:: Texto proporcionado ::
□ □ □ □ □

# Conexión interna en ventilador de techo,



## MIKELANGELO (Abr 21, 2007)

tengo un ventilador de techo con luz y mando a distancia, que al instalarlo los interruptores de pared se han inutilizado, siendo únicamente posible el encender la luz con el mando a distancia, necesitaría saber que modificaciones puedo hacer en el circuito de conexiones para que los interruptores vuelvan a funcionar junto al mando a distancia

gracias


----------



## El nombre (Abr 21, 2007)

No creo que te los hayan puenteado. En una caja de registro han conectado el cable que va al ventilador a fase. Sólo tienes que indentificar el vable que va al ventilador y conectarlo al que va a los interruptores. Sólo es uno. Si es una instalación como debe tienes lo sigiente

Negro--- Fase
Azul  ---- Neutro
Gris y marron --- Retornos ( llevan tambien la luz a la bombilla).
Amarillo/verde  -- Tierra.

En la caja puedes encontrar un gris o marrón conectado a negro y el mismo color suelto. 

Saludos


----------



## bikthor (Abr 11, 2008)

Hola,

He leído tu respuesta, pero no me ha quedado demasiado clara.
¿podrías explicármelo un poco más claro? Estoy un poco torpe.....

Muchas gracias


----------



## davidito (Oct 31, 2009)

hola,queria saber si alguien me puede ayudar con lo siguiente.una vecina me pidio que le revisara el ventilador de techo,ya que,segun ella,al accionar la cadenita para darle marcha,giraba despacio o a veces ni siquiera lo hacia.cuando llego a revisarlo ni siquiera arranca,entonces me dispongo a desarmarlo,primero saco las lamparas para revisarlo mejor y me encuentro con un monton de cables conectados entre si.el hecho es que quiero hacerlo arrancar con 220 v directamente y sacandole el interructor con la cadenita para luego colocarle el regulador de pared,necesitaria algun circuito interno de los cables para que pueda encender,que hago con los 4 cables del interruptor que tenia? los uno entre si? espero respuestas.gracias


----------



## EL CAMALEON (May 30, 2010)

hola.necesito que me orienten sobre un abanico de techo que no puedo arrancar  marca orient de 5 aspas si tienen por favor un diagrama lo desarme para cambiar el capacitor y ya no pude  armalo gracias.


----------



## MIX (Jun 19, 2010)

Que tal pues desde hace tiempo quite un ventilador de techo de mi recamara y despues de darle unos vistazos le quite los cables, que eran 3 y luego quedaron 6 que no se como conectarlos. Luego pense que podria abrirlo para ver todas las bobinas y si las podria usar como generador pero no lo pude abrir...

Ojala alguien me pueda decir como conectarlo


----------



## Tano Zof (Abr 18, 2012)

Quiero bobinar un motor de ventilador, la potencia estimo es de 45 W y consta de 4 pares de polo o sea 16 bobinas. y tres velocidades, mi problema es conectarlas.

□ □ □ □ □

:: Extractos de datos ::
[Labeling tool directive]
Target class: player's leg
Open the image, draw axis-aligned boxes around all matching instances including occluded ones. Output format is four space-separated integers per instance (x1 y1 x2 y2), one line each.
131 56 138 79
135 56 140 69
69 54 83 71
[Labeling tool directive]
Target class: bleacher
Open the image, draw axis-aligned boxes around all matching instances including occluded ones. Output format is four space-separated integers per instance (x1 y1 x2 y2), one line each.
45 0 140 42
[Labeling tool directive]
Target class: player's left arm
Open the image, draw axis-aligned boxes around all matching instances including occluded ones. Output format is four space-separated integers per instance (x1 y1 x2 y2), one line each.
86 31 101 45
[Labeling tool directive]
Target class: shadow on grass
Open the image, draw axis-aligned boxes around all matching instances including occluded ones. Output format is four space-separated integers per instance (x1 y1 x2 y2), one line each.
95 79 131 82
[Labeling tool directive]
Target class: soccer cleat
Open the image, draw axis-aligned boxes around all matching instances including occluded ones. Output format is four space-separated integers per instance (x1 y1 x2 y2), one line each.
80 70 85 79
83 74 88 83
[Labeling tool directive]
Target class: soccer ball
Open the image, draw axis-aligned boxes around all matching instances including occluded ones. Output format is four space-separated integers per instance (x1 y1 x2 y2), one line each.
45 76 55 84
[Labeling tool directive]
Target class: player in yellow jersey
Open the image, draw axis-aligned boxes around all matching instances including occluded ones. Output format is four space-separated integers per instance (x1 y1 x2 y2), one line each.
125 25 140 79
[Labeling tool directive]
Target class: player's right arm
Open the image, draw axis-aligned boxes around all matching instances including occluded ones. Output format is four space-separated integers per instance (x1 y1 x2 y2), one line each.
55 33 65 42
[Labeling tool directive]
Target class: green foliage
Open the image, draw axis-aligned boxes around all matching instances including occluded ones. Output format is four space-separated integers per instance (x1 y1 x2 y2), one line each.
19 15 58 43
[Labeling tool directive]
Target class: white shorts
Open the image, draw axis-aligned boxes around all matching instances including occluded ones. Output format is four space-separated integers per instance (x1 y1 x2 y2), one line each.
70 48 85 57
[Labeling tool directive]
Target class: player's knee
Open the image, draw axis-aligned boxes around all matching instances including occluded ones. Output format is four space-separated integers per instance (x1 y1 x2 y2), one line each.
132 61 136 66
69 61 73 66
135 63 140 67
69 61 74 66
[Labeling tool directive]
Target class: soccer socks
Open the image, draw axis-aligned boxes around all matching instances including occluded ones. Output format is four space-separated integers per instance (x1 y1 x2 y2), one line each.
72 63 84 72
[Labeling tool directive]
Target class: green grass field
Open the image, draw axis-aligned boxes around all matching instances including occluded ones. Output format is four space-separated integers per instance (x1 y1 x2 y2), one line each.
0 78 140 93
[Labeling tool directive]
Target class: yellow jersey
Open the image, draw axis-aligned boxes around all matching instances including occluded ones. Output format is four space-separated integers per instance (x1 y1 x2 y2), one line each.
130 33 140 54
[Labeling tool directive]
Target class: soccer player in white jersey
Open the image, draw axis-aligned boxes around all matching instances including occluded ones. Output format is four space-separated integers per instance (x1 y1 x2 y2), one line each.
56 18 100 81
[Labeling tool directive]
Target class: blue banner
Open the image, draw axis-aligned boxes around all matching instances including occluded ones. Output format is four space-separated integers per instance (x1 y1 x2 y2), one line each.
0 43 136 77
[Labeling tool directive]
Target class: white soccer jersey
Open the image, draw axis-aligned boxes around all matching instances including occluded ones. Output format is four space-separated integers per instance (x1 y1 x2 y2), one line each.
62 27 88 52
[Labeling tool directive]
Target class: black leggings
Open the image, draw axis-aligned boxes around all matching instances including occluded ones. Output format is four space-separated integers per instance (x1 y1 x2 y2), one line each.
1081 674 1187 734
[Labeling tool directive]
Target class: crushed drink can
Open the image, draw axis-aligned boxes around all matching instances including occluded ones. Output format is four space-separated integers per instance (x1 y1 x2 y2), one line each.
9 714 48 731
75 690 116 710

□ □ □ □ □

:: Trabajo por hacer ::
(A) Devuelve, por favor, sin ningún cambio, el fragmento del hilo del ventilador de techo que empieza con "## davidito (Oct" y sigue hasta "(May 30, 2010)".
(B) Enumera los nombres de usuario de todas las personas que publican en el hilo del ventilador de techo.
El listado no hace falta para este ejercicio.

:: Resultados del ejercicio ::
(A)
## davidito (Oct 31, 2009)

hola,queria saber si alguien me puede ayudar con lo siguiente.una vecina me pidio que le revisara el ventilador de techo,ya que,segun ella,al accionar la cadenita para darle marcha,giraba despacio o a veces ni siquiera lo hacia.cuando llego a revisarlo ni siquiera arranca,entonces me dispongo a desarmarlo,primero saco las lamparas para revisarlo mejor y me encuentro con un monton de cables conectados entre si.el hecho es que quiero hacerlo arrancar con 220 v directamente y sacandole el interructor con la cadenita para luego colocarle el regulador de pared,necesitaria algun circuito interno de los cables para que pueda encender,que hago con los 4 cables del interruptor que tenia? los uno entre si? espero respuestas.gracias


----------



## EL CAMALEON (May 30, 2010)

(B)
- MIKELANGELO
- El nombre
- bikthor
- davidito
- EL CAMALEON
- MIX
- Tano Zof